SET OF TASKS -
A) Answer these questions about the EVE Online battle passage:
(i) About how many ships and fighters did the Imperium lose?
(ii) Which outlet's headline valued the virtual war damages at $500,000?
(iii) At which site is there a calculation of how much a titan costs in real-world money?
B) Output the part of the EVE Online battle passage that starts at "There is a group" and ends at "into a fight.".

*** PASSAGE ***

However once I decloaked my Purifier caught the eye of a couple of other hostiles and I had to warp off after a few salvos. Maybe I should have let them shoot me. It would have gotten me home more quickly. Instead I docked back up and called it a night.
Looking at a battle report, the Imperium lost about 1,200 ships and fighters totaling up to nearly $300 billion ISK. There were a lot of Machariels on that list. Meanwhile the defenders lot about 800 ships, but they were mostly small ships and fighters, so they didn’t even pass the 40 billion ISK mark.
A clear win for the defenders.
Of course, as with any battle that doesn’t live up to the hype, a lot of people seem to be unhappy and there is no end of people those infused with the wisdom of hindsight willing to tell people what everybody should have done.
There is a group that is mad at CCP because their servers can’t handle that many players, though anybody paying attention knew that this was going to be an issue. It always has been.
There are people mad because the fight did not entertain sufficiently. Somebody is always mad when Goons refused to suicide their titans by jumping them into a fight.
And then there are the people who hate when null sec gets any attention.
Some of the press, who eagerly snatched up the whole “million dollar battle” theme that was the brainchild of one person on Reddit, followed up with sad trombone posts about how the game let them down by failing to live up to that promise.
- PC Gamer – Why EVE Online’s ‘million dollar battle’ was a huge bust
- Polygon – Eve Online’s ‘million dollar’ battle came up a little short last night
- Games Radar – That big million dollar EVE Online war happened… and only cost about $10,000. What happened?
- Massively OP – EVE Online’s ‘million dollar battle’ ends up a $3300 bust
- IBT – ‘EVE Online’ Battle Cost: Virtual War Damages Valued At $500,000
- MMO Games – EVE Online’s ‘Million Dollar Battle’ Thwarted by Server Issues
- Vice News – 6,000 gamers just risked $1M in a massive space fight
- PC Games News – Eve Online’s $1 million battle has set a new record for players in a single system
- Crossing Zebras – Million Dollar Pulse
I like that we can’t agree on the alleged cost of the battle. Over at The Nosy Gamer there is a calculation as to how much a titan costs in real world money using the spurious Dollars to PLEX and back again method. Nothing being simple, he has four answers. My own back of the envelope math says that, pulling from those headlines above, $3,300 is bit low, $10,000 is probably too high, and half a million is clearly from some other dimension of reality. But it doesn’t matter anyway since no matter what answer you get, it was all virtual goods in the end, which we know lack any real world value.

*** End of PASSAGE ***
*** MATERIAL PROVIDED ***

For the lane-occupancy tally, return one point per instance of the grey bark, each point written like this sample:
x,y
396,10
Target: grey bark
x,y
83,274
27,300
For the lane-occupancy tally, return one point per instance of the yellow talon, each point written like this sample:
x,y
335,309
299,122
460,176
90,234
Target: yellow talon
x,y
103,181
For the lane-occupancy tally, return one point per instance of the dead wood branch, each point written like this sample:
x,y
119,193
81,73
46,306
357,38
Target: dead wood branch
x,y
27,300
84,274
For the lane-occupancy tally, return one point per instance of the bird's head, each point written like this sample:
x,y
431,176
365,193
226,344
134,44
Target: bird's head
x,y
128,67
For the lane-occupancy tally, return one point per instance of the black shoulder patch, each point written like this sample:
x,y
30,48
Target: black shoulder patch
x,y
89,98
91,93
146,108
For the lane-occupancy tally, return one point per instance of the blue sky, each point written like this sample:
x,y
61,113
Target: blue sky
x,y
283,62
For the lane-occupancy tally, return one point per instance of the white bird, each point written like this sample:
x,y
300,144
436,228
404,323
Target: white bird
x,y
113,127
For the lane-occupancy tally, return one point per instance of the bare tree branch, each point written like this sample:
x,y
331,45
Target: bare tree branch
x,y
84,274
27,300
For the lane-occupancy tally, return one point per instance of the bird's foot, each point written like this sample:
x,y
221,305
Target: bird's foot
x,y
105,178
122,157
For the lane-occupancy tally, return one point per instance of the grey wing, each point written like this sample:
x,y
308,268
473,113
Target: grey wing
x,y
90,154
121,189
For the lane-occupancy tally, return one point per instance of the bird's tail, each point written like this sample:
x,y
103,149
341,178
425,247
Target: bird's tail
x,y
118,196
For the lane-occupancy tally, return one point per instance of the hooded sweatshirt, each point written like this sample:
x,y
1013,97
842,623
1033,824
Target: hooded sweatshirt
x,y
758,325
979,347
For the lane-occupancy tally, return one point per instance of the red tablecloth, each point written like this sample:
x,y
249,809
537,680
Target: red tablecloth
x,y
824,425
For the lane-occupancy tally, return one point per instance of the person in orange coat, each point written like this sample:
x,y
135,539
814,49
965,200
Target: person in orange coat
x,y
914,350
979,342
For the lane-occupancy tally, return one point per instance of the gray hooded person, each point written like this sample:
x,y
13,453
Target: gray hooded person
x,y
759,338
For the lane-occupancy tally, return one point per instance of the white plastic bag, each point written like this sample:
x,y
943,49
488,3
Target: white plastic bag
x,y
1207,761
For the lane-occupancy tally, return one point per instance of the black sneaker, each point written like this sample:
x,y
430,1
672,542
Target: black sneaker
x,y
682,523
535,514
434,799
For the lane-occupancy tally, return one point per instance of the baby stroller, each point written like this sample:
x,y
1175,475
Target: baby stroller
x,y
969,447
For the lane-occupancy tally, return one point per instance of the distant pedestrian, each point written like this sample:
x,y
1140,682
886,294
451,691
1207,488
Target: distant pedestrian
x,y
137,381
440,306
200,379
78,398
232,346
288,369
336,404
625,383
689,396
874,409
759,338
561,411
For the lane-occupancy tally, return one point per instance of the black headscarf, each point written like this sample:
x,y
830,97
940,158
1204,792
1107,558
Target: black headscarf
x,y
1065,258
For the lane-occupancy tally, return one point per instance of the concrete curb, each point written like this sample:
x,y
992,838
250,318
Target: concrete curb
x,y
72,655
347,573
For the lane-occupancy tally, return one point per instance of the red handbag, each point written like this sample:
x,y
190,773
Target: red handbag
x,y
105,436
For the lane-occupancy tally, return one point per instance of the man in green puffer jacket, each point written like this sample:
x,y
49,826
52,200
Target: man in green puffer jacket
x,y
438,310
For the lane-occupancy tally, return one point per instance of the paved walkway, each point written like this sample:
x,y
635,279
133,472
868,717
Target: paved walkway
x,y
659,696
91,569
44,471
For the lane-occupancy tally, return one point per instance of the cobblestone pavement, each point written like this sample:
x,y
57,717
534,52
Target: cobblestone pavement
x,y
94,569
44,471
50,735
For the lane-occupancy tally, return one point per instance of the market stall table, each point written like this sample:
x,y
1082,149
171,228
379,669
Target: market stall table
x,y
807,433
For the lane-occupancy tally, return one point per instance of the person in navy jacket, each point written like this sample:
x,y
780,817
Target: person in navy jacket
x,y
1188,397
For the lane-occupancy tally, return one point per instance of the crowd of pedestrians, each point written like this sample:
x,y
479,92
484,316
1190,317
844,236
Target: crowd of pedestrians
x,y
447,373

*** End of MATERIAL PROVIDED ***

ANSWERS PER TASK -
A)
(i) About 1,200
(ii) IBT
(iii) The Nosy Gamer

B)
There is a group that is mad at CCP because their servers can’t handle that many players, though anybody paying attention knew that this was going to be an issue. It always has been.
There are people mad because the fight did not entertain sufficiently. Somebody is always mad when Goons refused to suicide their titans by jumping them into a fight.